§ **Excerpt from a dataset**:
------------------------------------------------------------
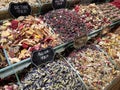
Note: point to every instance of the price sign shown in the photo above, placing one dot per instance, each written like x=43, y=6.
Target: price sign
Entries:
x=19, y=9
x=80, y=41
x=42, y=56
x=57, y=4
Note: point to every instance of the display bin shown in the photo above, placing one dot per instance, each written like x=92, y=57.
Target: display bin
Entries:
x=7, y=71
x=5, y=14
x=90, y=76
x=52, y=67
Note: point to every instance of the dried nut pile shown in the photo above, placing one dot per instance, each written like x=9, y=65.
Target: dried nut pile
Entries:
x=53, y=76
x=96, y=70
x=3, y=62
x=9, y=87
x=65, y=22
x=46, y=1
x=23, y=35
x=110, y=11
x=5, y=3
x=111, y=44
x=92, y=16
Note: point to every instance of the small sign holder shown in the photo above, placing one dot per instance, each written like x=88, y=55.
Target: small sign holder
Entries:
x=19, y=9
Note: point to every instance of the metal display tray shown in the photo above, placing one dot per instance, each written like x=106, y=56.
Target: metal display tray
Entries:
x=113, y=83
x=7, y=71
x=4, y=13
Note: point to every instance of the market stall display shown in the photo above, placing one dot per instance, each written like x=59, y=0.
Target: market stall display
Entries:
x=46, y=1
x=110, y=11
x=66, y=23
x=92, y=16
x=111, y=44
x=53, y=76
x=3, y=62
x=25, y=34
x=9, y=87
x=5, y=3
x=94, y=66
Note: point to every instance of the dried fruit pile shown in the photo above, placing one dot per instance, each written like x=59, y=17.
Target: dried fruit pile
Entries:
x=92, y=16
x=110, y=11
x=3, y=62
x=23, y=35
x=96, y=70
x=53, y=76
x=5, y=3
x=46, y=1
x=111, y=44
x=9, y=87
x=66, y=23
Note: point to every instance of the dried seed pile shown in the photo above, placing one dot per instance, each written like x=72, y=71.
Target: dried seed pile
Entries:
x=23, y=35
x=5, y=3
x=53, y=76
x=111, y=44
x=110, y=11
x=92, y=16
x=96, y=70
x=66, y=23
x=9, y=87
x=46, y=1
x=3, y=62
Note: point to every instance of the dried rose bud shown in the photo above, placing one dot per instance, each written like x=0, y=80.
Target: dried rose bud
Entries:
x=14, y=24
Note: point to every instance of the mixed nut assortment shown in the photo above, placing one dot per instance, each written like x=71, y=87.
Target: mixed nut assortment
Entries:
x=5, y=3
x=92, y=16
x=25, y=34
x=111, y=44
x=110, y=11
x=53, y=76
x=66, y=23
x=95, y=68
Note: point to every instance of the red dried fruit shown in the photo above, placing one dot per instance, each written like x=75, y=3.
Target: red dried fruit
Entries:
x=14, y=24
x=48, y=40
x=99, y=39
x=24, y=45
x=20, y=26
x=77, y=8
x=88, y=14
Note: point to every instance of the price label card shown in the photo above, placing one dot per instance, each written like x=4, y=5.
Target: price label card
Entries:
x=19, y=9
x=57, y=4
x=80, y=41
x=43, y=56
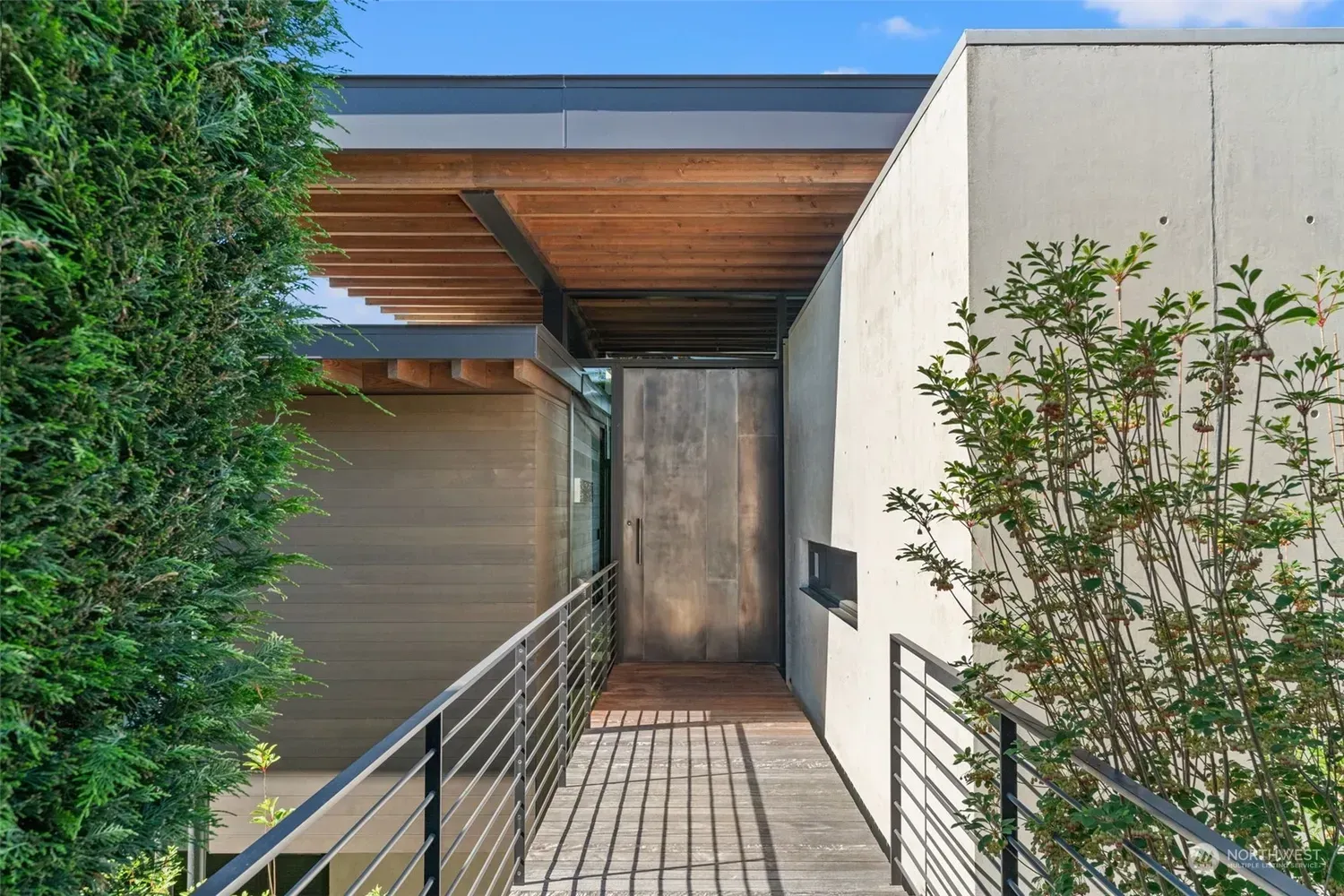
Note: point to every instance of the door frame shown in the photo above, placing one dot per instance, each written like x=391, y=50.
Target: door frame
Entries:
x=617, y=506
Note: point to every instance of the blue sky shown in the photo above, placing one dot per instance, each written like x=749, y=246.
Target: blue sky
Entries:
x=419, y=37
x=702, y=37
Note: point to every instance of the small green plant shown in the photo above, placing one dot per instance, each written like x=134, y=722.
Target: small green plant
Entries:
x=1153, y=500
x=268, y=813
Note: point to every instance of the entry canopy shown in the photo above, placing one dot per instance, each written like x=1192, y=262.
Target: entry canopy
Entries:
x=631, y=217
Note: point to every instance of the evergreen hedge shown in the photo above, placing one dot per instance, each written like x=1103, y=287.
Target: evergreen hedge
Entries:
x=156, y=159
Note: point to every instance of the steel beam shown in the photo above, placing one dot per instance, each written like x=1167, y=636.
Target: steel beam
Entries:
x=556, y=306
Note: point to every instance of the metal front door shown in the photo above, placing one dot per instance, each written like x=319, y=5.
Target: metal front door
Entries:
x=701, y=504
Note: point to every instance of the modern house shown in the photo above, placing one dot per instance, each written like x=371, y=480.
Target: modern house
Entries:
x=761, y=265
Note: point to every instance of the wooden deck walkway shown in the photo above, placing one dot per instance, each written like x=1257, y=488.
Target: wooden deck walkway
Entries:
------------------------------------------------------------
§ **Written instruction**:
Change "dried nut pile" to "pile of dried nuts" everywhere it occurs in the entries and write all of them out again with nothing else altered. Leave the pictures out.

§ **Solution below**:
Note: point to every instance of the price sign shown in the photo above, placing one dot per instance, each written like x=43, y=6.
Target: price sign
Entries:
x=19, y=9
x=80, y=41
x=42, y=56
x=57, y=4
Note: point to every instance of the display bin shown in the photo above, placing one dot per instance, each written like x=92, y=57.
Target: display bin
Entries:
x=7, y=71
x=5, y=14
x=90, y=76
x=52, y=67
Note: point to every instance of the pile of dried nuts shown in the photo above, placing one dot per instance, each written like x=9, y=65.
Target: pile of dried nuts
Entries:
x=53, y=76
x=96, y=70
x=3, y=62
x=9, y=87
x=65, y=22
x=46, y=1
x=23, y=35
x=110, y=11
x=5, y=3
x=111, y=44
x=92, y=16
Note: point to every instance of the small sign holder shown in the photo above, placing one dot per instance, each written like x=88, y=55.
Target: small sign holder
Entries:
x=19, y=9
Note: point to every instance of the metal display tray shown in the photo above, placing one dot per instance, each written like x=106, y=56.
Target: metal display tray
Entries:
x=113, y=83
x=7, y=71
x=4, y=13
Note: point to every instance of the market stall display shown in the photo above, placing one dot per instance, each written like x=59, y=0.
Target: market stall display
Entries:
x=46, y=1
x=110, y=11
x=66, y=23
x=92, y=16
x=111, y=44
x=53, y=76
x=3, y=62
x=25, y=34
x=9, y=87
x=5, y=3
x=94, y=66
Note: point to every instance of the dried fruit pile shown in the photo above, placing one dot per instance, each written like x=59, y=17.
Target: dried fruit pile
Entries:
x=92, y=16
x=110, y=11
x=3, y=62
x=23, y=35
x=96, y=70
x=53, y=76
x=5, y=3
x=46, y=1
x=111, y=44
x=9, y=87
x=66, y=23
Note: point to every instance of the dried seed pile shown in the photo above, placing one dot per instance, each written like x=72, y=71.
Target: dried seed pile
Entries:
x=23, y=35
x=5, y=3
x=53, y=76
x=111, y=44
x=110, y=11
x=92, y=16
x=96, y=70
x=66, y=23
x=9, y=87
x=46, y=1
x=3, y=62
Note: point to every instance of the dried rose bud shown in the photo above, placing one dot per instance, each written like x=0, y=80.
Target: dried rose bud
Entries:
x=14, y=24
Note: point to every instance of the mixed nut assortment shown in the photo above, placing one dot per instance, each written like x=71, y=87.
Target: mixed nut assortment
Entries:
x=5, y=3
x=92, y=16
x=25, y=34
x=111, y=44
x=110, y=11
x=53, y=76
x=66, y=23
x=95, y=68
Note: point to every instance of the red dried fruit shown in the photo above, placing one dot per instance, each written like x=75, y=3.
Target: red dried fruit
Entries:
x=14, y=24
x=48, y=40
x=99, y=39
x=24, y=45
x=20, y=26
x=77, y=8
x=88, y=14
Note: point to every instance of the price label card shown in the photo above, placing one dot per instance, each written like x=4, y=5.
Target: price label card
Entries:
x=19, y=9
x=57, y=4
x=80, y=41
x=43, y=56
Note: point to every instance of the door frame shown in the photo above, placing one dot per instance, each written like x=391, y=50.
Target: door frame
Entries:
x=617, y=506
Note: point to every instance of the blue sky shown in the photo above, placing one dot per instance, each written like x=749, y=246.
Target: blue sky
Entries:
x=419, y=37
x=702, y=37
Note: point to every instance of the small green plant shown in the photo above, placing one dot per instance, each written like x=134, y=722.
Target: small green plant
Entries:
x=1153, y=500
x=268, y=813
Note: point to every instance of the entry canopy shown in the photo above, placing one dot per instance, each written like x=1192, y=262.
Target: entry canopy
Entries:
x=631, y=217
Note: point to every instance of the evergreen hedge shown in the photo above, placing one dot per instance, each written like x=1103, y=287.
Target: evergreen hedge
Entries:
x=156, y=159
Note: point to every instance of the steel beam shown in the photo above, placing one dot per instance, each written like x=1167, y=636.
Target: steel beam
Entries:
x=556, y=306
Note: point to every instance of the metal front door shown in the photo above, placing one dot per instance, each written like x=319, y=5.
Target: metal front door
Entries:
x=701, y=504
Note: point to every instance of the modern house shown in the photo above, placing one dot per instance, each written like x=371, y=480.
Target: modern house
Entries:
x=761, y=265
Note: point to every instance of the wooden deck walkway shown in the photo above, placing one dot per instance, each written like x=1257, y=488.
Target: wooden deck walkway
Entries:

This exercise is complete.